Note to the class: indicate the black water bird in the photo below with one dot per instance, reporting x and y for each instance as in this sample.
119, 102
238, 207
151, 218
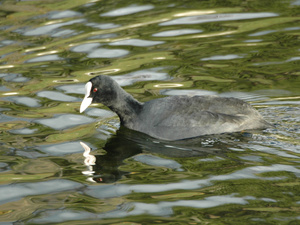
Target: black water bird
174, 117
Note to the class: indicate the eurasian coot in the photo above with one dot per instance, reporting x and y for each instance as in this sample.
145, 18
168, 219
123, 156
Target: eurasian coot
174, 117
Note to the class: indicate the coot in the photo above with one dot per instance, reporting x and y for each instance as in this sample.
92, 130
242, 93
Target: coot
174, 117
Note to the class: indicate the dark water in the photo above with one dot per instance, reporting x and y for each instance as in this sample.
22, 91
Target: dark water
49, 49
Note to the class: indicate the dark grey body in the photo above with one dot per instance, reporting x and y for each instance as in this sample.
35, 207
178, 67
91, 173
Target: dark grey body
177, 117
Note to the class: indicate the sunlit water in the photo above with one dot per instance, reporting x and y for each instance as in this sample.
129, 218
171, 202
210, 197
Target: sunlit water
244, 49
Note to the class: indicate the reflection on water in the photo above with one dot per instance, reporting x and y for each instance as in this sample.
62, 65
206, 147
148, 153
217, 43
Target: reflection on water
243, 49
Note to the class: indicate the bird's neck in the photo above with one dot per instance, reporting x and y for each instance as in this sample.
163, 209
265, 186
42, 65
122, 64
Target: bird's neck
127, 107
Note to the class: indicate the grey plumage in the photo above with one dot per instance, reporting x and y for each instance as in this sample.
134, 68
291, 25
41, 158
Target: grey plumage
177, 117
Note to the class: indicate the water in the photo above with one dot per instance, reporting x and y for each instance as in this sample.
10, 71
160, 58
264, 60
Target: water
49, 49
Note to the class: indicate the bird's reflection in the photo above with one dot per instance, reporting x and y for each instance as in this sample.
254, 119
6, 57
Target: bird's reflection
128, 143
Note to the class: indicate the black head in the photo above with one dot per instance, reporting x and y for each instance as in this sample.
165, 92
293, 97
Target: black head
100, 89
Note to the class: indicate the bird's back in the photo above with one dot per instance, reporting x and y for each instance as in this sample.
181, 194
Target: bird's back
179, 117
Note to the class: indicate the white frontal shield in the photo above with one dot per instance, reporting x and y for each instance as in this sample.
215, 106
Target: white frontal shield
87, 100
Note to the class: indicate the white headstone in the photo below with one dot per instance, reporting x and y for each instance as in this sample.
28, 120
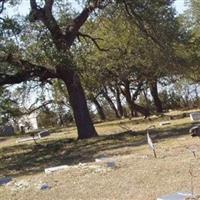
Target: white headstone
164, 123
5, 180
195, 116
176, 196
44, 133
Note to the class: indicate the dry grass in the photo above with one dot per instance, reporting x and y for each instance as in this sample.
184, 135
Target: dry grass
138, 174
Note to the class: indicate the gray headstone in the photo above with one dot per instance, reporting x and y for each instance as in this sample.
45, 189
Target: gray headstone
176, 196
44, 133
5, 180
195, 116
195, 131
7, 130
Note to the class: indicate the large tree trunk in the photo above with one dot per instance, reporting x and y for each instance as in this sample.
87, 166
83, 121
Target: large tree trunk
154, 92
98, 107
110, 102
78, 103
119, 104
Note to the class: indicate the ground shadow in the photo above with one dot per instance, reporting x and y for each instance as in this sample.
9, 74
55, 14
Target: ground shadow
28, 159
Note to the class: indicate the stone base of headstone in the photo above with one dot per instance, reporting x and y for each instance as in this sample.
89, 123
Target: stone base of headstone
44, 133
195, 116
176, 196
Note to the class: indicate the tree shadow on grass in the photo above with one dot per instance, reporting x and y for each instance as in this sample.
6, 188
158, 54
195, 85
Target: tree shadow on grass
27, 159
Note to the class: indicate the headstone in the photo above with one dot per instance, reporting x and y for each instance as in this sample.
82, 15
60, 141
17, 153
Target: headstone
44, 186
27, 139
44, 133
176, 196
54, 169
164, 123
195, 131
195, 116
7, 130
5, 180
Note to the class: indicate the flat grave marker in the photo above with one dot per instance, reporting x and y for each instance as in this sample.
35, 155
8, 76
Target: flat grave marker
195, 116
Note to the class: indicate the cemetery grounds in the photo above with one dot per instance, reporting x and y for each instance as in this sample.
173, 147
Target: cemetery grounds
134, 173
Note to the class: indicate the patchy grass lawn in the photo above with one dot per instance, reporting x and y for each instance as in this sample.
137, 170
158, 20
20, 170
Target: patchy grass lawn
138, 174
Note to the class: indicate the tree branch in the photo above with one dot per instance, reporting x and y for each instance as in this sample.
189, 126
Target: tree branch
2, 2
94, 40
26, 71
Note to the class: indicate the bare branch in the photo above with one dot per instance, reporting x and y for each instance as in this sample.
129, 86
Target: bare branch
27, 71
2, 2
49, 5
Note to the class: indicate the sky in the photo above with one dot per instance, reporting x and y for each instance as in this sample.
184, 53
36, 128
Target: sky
25, 7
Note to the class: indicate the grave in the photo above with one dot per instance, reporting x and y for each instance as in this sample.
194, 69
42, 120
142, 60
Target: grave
195, 131
7, 130
195, 116
27, 139
5, 180
54, 169
164, 123
44, 133
176, 196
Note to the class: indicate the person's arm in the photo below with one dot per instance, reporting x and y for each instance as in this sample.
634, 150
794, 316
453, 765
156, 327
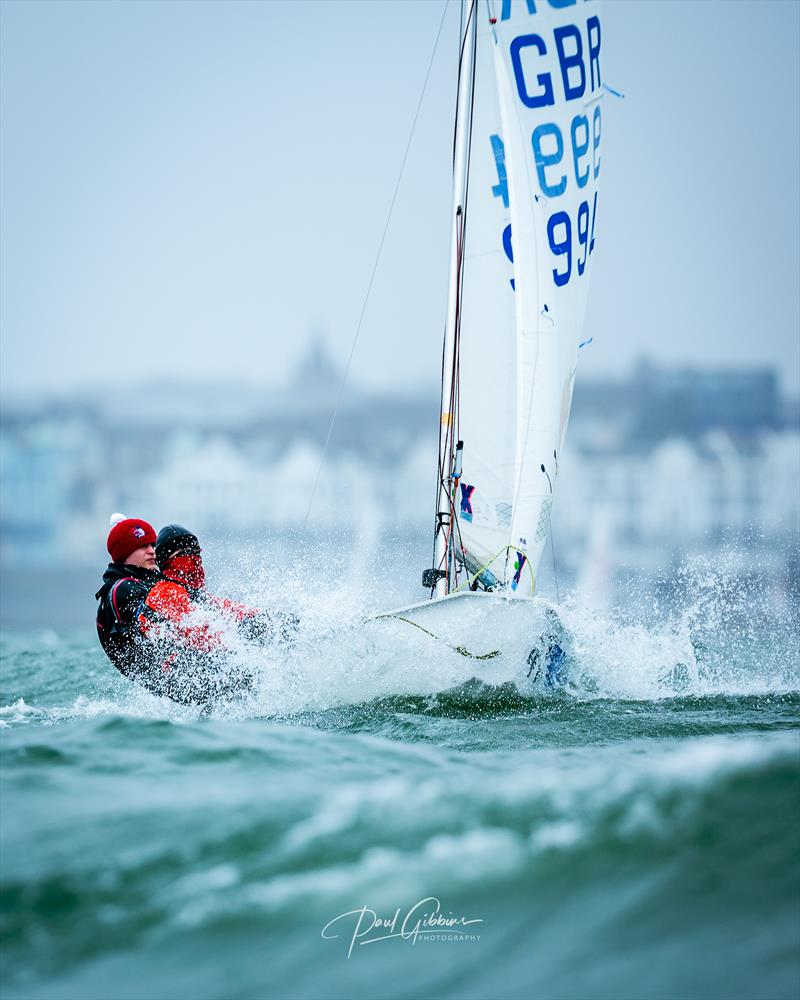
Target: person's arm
168, 602
256, 624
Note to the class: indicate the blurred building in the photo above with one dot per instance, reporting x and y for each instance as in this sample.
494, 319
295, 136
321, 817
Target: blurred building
669, 461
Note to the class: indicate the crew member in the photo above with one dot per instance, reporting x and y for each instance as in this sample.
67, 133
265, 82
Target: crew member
131, 574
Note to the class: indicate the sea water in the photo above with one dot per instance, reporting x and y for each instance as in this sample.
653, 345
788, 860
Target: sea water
379, 820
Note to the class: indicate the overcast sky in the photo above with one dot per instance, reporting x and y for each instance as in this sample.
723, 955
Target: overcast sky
189, 189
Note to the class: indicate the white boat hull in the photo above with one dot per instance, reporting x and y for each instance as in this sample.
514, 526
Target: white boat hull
496, 632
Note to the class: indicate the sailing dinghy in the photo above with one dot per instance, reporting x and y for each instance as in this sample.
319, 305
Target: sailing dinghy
526, 165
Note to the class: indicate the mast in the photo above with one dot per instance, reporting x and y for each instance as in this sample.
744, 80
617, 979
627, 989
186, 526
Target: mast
449, 455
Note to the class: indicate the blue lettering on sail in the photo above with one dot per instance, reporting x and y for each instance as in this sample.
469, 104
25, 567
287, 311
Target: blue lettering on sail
508, 249
545, 96
596, 130
572, 61
500, 190
593, 30
559, 236
505, 10
544, 160
580, 148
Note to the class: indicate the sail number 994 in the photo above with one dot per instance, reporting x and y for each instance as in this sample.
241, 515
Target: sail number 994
575, 250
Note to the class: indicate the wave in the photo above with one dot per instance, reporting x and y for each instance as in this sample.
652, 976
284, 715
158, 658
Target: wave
659, 836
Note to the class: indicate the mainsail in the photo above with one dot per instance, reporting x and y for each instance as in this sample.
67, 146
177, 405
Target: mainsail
526, 172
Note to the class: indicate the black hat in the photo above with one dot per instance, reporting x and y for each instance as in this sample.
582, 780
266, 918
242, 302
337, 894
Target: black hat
174, 538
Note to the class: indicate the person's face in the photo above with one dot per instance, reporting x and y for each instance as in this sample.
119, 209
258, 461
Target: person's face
144, 557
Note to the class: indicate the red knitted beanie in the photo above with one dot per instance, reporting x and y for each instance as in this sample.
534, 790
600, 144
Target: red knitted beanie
128, 534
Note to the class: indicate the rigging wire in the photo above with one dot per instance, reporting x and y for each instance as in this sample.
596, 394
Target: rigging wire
444, 466
343, 383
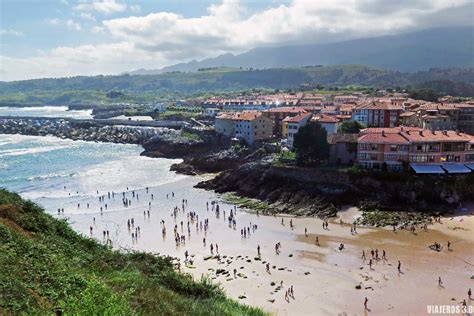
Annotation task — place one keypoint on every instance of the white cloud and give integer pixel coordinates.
(226, 28)
(87, 16)
(54, 21)
(70, 24)
(159, 39)
(102, 6)
(98, 29)
(73, 25)
(11, 32)
(135, 8)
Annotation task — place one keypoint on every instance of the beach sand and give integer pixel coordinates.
(324, 278)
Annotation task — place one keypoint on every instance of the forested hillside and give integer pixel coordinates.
(149, 87)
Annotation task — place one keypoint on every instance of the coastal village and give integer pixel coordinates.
(429, 137)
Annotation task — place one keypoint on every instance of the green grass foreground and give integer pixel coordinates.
(45, 265)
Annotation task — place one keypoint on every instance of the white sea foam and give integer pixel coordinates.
(28, 151)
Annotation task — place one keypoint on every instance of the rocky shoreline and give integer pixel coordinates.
(323, 192)
(81, 130)
(250, 173)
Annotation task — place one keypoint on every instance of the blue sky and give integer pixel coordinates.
(55, 38)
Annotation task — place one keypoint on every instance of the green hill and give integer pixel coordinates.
(46, 266)
(138, 88)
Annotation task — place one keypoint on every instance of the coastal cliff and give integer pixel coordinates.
(322, 192)
(47, 268)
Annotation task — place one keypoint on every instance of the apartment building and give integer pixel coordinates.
(393, 146)
(277, 115)
(293, 124)
(248, 126)
(252, 126)
(378, 113)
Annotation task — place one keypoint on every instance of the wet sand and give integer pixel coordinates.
(324, 278)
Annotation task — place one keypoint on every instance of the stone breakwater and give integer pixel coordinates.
(87, 131)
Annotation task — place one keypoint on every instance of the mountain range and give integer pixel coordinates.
(408, 52)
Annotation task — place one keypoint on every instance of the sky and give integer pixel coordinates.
(62, 38)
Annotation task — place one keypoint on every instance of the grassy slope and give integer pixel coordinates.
(46, 265)
(144, 88)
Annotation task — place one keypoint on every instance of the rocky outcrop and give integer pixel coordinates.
(184, 144)
(321, 192)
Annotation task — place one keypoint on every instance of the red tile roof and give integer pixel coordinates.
(325, 119)
(389, 130)
(378, 105)
(298, 118)
(436, 136)
(286, 109)
(384, 138)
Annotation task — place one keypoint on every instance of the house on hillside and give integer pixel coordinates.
(277, 115)
(293, 124)
(378, 113)
(342, 148)
(330, 123)
(251, 126)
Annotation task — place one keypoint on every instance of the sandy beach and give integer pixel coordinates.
(324, 278)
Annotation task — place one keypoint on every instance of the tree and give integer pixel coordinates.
(311, 144)
(350, 127)
(424, 94)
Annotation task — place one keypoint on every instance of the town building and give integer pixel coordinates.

## TASK
Among the lines above, which ones hold the string "below"? Show them.

## TASK RESULT
Note to the class: indicate the black water bird in the photo below with one dot per instance, reporting x and y for each instance as in this sample.
Note to the class: indicate the white headstone in the photo below with one dot per instance, reporting x and y for each instance as in this sample.
Note to the class: indicate the person's arm in the photo below with one dot per instance, reporting x and y for each instance as in this sample.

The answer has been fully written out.